§ **Article**:
# Best Big Cat Rig I've found: Leaderless Carolina



## barillms (Aug 28, 2013)

After fishing with braid for years, and tieing a mono leader to a swivel, and running 3 knots... Buying swivels, buying sinker bumpers... Losing tackle from snags, I finally found an awesome alternative. The leaderless Carolina rig.

As you know, a Carolina rig consists of a slip sinker located about 12-20" away from the hook, separated by a leader. The sinker rests on the top of the swivel providing a length of leader that allows your live bait to flutter naturally.

The disadvantage: Tieing 3 knots. Knots are weak points. Plus it takes more time, and more involved. 

The leader-less Carolina uses your main braided line, I run 80lb Sufix, tied with a palomer knot to your hook. Very very strong set up. One knot to tie. Very simple.

To hold the sinker up on the line away from the hook, at the distance you prefer... You simply use a large rubber bobber stop. Then to anchor this stopper in place, tie a knot below it.

Slide sinker on. Slide stopper on. Tie knot. Palomer hook on... Trim end. Done.

FYI 7/0 Eagle Claw King Kahle hooks are ideal for live bait fishing from the bank where setting the hook is important. I prefer these vs circle hooks hands down.

§ **What to produce**: Carry on the forum post about the leaderless Carolina rig, starting right after its final sentence. The entries that come next have nothing to do with the fishing post.

§ **Extracted records**:
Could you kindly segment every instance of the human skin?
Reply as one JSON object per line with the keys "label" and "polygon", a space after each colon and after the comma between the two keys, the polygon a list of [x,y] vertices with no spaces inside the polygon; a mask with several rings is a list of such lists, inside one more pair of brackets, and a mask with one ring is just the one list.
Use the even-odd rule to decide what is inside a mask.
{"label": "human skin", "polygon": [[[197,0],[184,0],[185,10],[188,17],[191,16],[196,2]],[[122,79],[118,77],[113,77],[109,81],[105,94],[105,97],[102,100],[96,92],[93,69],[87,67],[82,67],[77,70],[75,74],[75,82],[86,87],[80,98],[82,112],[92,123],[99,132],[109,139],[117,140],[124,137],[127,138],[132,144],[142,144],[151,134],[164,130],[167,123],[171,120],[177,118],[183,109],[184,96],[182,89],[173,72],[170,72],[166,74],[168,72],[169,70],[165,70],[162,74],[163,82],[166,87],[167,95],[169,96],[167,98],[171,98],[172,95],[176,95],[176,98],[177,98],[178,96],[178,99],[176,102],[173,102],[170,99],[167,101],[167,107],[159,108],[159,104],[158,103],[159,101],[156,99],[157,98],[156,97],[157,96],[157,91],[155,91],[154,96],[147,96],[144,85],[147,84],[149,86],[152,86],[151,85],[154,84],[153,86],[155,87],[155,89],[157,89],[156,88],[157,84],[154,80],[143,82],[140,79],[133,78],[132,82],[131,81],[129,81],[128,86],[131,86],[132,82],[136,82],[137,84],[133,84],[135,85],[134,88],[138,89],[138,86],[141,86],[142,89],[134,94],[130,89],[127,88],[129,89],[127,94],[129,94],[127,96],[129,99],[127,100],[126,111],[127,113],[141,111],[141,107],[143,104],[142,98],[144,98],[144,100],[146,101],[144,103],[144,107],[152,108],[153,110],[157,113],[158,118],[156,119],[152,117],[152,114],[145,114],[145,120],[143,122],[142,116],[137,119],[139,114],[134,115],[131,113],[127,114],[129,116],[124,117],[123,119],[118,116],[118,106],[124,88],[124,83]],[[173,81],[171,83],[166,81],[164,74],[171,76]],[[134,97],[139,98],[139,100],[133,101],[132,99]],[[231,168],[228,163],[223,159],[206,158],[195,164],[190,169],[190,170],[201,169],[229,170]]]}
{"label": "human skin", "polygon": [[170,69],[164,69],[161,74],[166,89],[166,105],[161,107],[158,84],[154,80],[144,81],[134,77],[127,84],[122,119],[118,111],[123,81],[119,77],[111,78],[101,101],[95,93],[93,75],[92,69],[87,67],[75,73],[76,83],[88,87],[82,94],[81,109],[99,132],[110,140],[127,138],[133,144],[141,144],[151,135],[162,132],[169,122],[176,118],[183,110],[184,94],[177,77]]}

§ **Final result**:
----------



## monsterzero (Sep 23, 2010)

Sounds good I'm gonna try your rig this wkend thx for the tip


----------



## katfish (Apr 7, 2004)

Made up that rig for a fella 4 years ago. Also built knotless bobber rig for flathead.

In rivers a sinker slide is a nice addition to the knotless rig since it allows
you to change sinker weight as you move and current changes velocity.










PS
I snell my hooks so my rig has absolutely no knots


----------



## Fishingnoob (May 19, 2013)

Bari what were you using before just a plan no roll and kahl 


Posted using Outdoor Hub Campfire


----------



## Gone Wishin (Mar 16, 2013)

I use a similar rig. I use a slip sinker, then a bead, then a plain old thread bobber stop, followed by my hook of choice. One knot.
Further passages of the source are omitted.